* [The exercise] In the material below, swap "umbrella handle" for "umbrella grip" wherever it occurs and reproduce all other lines unchanged. Omit the pictures from your answer.
▼▼▼
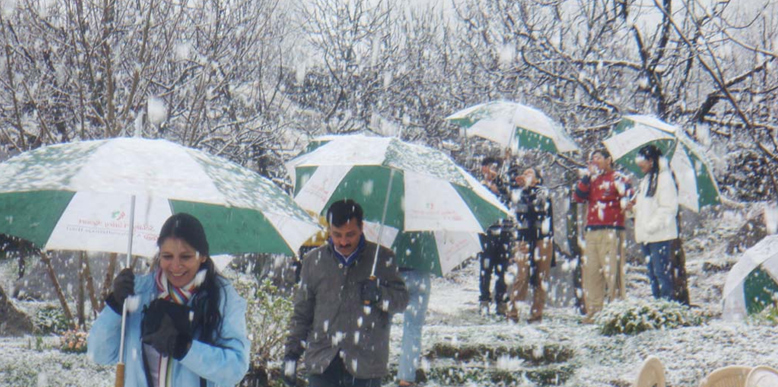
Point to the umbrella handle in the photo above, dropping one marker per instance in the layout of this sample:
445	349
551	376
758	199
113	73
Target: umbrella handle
▲▲▲
* [Answer for the task]
Point to the umbrella grip in the photo above, dropping one marker per instance in the layout of this sample:
445	349
551	376
758	199
113	73
Target: umbrella grip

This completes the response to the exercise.